**AUFGABE 1**
Prüfe, ob die Aussagen (a), (b) und (c) mit der folgenden Musikrezension übereinstimmen. Beantworte jede mit Ja oder Nein und zitiere dazu wörtlich die entscheidenden Worte der Rezension.
(a) Der Multi-Instrumentalist ist in New York City aufgewachsen.
(b) Das Werk ist mit reichlich orchestralem Ballast ausgestattet.
(c) Die Arrangements türmen immer wieder alles bedeckende Klangebenen aufeinander.

**VORLIEGENDER TEXT**
Der in New York City aufgewachsene Multi-Instrumentalist und sein langjähriger Kumpel Rich Hutchins haben mit erheblichem personellem Aufwand ein erschauderndes Geflecht von Feinheit, Dramatik und Suspence geschnürt, um der mystifizierten Endzeit-Trilogie - ohne jeglichem orchestralem Ballast und nahezu in spärlicher Begleitung - mit betagtem musikalischem Charme die angemessene Vollendung zu bereiten. Prophetische, mit Metaphern gespickte Ungereimtheiten, in welchen ein obskurer Siebenschläfer einer geheimnisvollen Sekte entflieht, um in endzeitlicher Kulisse für den Beginn einer neuen Weltordnung zu kämpfen, und eine wortreiche Symbolik über Menschlichkeit und Vollkommenheit dominieren die Songarchitekturen des Werkes.
Statt immer wieder alles bedeckende Klangebenen aufeinander zu türmen, leben die Arrangements von intensiven Verschmelzungen süffisanter, aber keinesfalls einfallsloser Endsechziger-Melodien nebst entkernter sinfonischer Hommagen, welche hinter futuristischen Plattitüden einen leicht bekifften Zeitgeist zutage tragen. Die Gewichtigkeit des Liedgutes ist unzweifelhaft der brillanten Schwülstigkeit bzw. Harmoniesucht mehrstimmiger Gesangspassagen des Maestros mit seinen bezirzenden Meerjungfrauen Ariel Faber und Valerie Gracious geschuldet, welche den von knuffigen Tasten- und geschmackvollen Gitarren-Effekten grundierten, hochappetitlichen Kleinoden enorm viel Schmackes beimengen und dem plastinierten Sound die Blutleere entziehen.

[Einträge aus einem Datensatz]
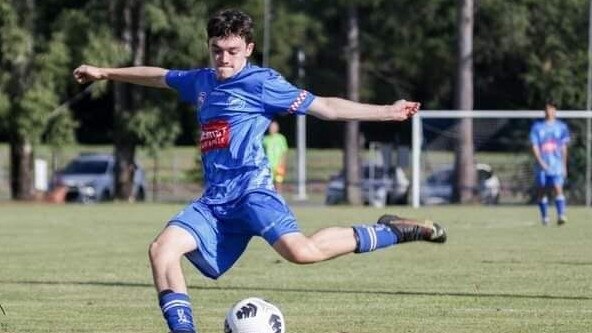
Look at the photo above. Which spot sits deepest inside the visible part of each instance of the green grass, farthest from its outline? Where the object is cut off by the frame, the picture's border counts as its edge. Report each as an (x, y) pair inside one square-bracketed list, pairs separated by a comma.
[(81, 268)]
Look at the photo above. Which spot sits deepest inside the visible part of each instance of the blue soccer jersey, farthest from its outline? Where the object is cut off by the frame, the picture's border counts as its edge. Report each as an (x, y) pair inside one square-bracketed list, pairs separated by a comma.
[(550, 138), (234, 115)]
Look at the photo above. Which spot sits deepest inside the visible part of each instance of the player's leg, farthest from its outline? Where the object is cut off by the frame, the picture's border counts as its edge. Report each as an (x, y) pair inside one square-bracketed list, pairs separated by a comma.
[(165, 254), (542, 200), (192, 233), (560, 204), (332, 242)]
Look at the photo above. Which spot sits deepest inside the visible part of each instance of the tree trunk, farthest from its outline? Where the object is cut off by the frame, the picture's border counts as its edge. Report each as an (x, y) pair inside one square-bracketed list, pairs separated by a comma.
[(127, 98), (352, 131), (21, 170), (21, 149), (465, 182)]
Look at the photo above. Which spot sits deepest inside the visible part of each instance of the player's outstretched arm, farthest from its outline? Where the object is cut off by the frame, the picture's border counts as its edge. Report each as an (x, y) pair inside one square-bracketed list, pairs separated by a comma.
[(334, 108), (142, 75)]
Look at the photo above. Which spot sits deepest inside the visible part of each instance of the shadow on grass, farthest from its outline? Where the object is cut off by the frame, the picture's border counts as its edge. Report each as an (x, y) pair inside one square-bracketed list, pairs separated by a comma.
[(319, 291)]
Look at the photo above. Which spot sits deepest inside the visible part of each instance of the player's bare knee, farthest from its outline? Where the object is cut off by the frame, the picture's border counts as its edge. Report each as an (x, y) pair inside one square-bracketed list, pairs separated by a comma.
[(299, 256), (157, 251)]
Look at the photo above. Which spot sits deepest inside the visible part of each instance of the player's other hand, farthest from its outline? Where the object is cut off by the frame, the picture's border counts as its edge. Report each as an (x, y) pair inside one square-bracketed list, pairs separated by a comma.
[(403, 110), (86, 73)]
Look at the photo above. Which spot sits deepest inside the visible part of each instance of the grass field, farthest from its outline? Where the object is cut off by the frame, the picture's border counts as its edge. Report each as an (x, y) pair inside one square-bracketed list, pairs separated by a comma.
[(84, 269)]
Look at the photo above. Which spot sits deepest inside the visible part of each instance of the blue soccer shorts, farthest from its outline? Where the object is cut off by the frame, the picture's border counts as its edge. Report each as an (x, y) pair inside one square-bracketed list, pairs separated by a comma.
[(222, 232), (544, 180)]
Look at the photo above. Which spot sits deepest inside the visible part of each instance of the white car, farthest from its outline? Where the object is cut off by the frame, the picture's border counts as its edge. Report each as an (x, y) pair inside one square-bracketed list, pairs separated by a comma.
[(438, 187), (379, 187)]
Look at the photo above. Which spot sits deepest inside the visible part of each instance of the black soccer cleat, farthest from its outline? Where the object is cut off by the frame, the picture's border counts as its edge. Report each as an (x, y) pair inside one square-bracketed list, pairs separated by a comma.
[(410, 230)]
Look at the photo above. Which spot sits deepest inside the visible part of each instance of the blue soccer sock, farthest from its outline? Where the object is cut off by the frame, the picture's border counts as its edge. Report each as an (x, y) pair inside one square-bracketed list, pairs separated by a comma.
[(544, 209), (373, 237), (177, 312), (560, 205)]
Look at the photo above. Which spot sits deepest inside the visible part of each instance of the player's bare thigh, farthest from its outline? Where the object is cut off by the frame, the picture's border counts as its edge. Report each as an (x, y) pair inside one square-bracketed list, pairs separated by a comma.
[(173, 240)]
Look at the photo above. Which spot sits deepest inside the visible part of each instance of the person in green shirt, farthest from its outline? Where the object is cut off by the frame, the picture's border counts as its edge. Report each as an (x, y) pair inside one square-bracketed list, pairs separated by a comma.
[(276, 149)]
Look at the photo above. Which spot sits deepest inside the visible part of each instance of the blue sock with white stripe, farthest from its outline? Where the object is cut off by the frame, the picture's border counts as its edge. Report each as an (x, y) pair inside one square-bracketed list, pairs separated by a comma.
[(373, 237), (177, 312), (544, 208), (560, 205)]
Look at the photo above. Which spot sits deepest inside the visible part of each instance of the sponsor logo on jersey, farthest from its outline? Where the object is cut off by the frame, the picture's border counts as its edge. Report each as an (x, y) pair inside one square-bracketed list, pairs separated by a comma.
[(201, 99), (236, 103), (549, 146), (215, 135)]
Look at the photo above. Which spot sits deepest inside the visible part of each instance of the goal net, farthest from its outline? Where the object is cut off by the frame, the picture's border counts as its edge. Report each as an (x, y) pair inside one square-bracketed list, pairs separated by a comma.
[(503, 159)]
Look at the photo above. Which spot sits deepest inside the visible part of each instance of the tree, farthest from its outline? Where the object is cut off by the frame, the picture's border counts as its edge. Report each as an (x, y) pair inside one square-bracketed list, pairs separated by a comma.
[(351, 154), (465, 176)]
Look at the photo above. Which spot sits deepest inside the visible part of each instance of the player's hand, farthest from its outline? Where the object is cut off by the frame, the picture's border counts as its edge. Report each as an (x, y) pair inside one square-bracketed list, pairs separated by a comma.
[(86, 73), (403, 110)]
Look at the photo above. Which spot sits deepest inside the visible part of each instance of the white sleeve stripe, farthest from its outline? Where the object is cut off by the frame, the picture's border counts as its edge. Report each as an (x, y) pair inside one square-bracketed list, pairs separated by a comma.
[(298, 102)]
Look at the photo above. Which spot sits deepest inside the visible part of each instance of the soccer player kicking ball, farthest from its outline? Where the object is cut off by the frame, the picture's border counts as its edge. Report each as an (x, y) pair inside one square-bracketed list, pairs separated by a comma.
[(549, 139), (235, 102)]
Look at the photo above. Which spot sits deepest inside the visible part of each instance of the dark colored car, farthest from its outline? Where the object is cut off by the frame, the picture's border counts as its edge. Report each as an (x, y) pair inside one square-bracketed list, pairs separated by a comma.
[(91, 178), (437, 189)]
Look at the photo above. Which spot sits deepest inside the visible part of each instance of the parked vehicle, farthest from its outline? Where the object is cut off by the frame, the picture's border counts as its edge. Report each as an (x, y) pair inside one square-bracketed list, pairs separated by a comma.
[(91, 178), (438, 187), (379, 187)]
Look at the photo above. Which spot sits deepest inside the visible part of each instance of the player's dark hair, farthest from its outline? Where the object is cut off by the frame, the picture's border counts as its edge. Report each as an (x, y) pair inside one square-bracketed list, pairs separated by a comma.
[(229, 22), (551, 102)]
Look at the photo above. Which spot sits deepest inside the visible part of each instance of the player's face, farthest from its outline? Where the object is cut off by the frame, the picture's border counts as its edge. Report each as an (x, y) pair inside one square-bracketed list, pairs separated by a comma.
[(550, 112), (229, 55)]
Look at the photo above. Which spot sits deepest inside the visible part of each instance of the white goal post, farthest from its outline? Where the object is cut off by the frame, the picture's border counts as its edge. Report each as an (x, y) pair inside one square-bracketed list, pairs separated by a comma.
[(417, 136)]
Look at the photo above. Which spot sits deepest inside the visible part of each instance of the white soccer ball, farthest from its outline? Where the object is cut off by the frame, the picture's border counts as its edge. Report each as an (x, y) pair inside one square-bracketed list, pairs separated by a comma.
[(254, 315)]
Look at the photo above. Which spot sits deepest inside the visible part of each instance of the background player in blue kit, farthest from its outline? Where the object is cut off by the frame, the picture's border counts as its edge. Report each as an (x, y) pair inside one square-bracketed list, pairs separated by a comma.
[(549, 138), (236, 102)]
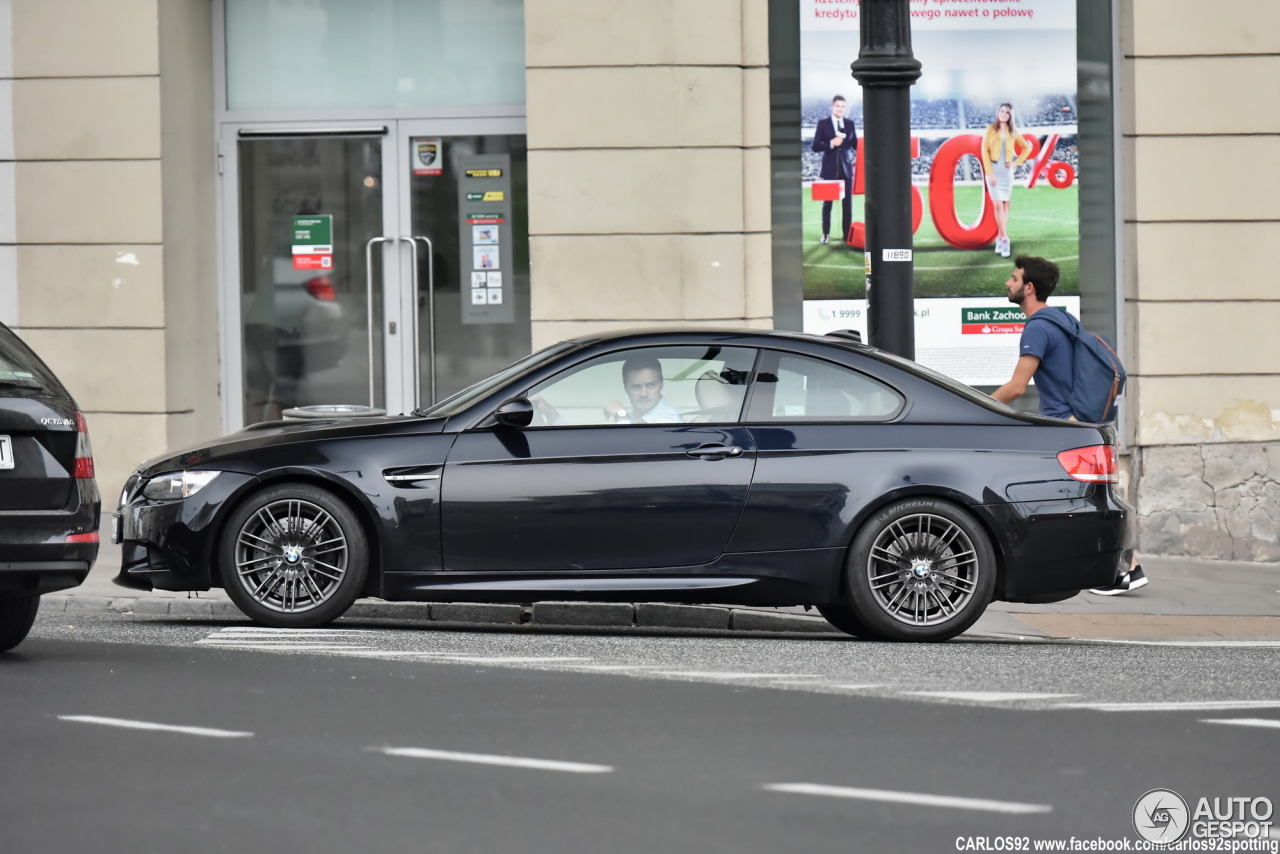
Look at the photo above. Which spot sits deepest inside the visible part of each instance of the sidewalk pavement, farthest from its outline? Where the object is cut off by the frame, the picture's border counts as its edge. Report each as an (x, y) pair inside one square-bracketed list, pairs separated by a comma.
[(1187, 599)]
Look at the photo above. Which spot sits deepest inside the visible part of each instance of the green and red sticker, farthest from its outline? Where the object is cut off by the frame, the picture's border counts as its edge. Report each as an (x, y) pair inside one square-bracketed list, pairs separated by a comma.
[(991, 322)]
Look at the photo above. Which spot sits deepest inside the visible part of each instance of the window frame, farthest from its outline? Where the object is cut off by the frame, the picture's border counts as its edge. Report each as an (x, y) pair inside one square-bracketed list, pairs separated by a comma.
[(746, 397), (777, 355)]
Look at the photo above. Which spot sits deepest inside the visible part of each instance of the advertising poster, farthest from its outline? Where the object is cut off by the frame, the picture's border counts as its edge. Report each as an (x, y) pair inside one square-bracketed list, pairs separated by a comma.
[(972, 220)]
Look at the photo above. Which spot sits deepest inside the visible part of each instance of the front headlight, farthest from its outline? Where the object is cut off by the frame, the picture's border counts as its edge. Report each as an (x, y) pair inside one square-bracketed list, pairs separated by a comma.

**AUFGABE 2**
Ermittle, wie viele Zeilen der Auflistung die Zeichenfolge „poster“ enthalten, wobei Groß- und Kleinschreibung zu beachten ist. Gib nur die Zahl an.

**VOLLSTÄNDIGE ANTWORT 1**
(a) Ja: „Der in New York City aufgewachsene Multi-Instrumentalist“
(b) Nein: „ohne jeglichem orchestralem Ballast“
(c) Nein: „Statt immer wieder alles bedeckende Klangebenen aufeinander zu türmen“

**VOLLSTÄNDIGE ANTWORT 2**
1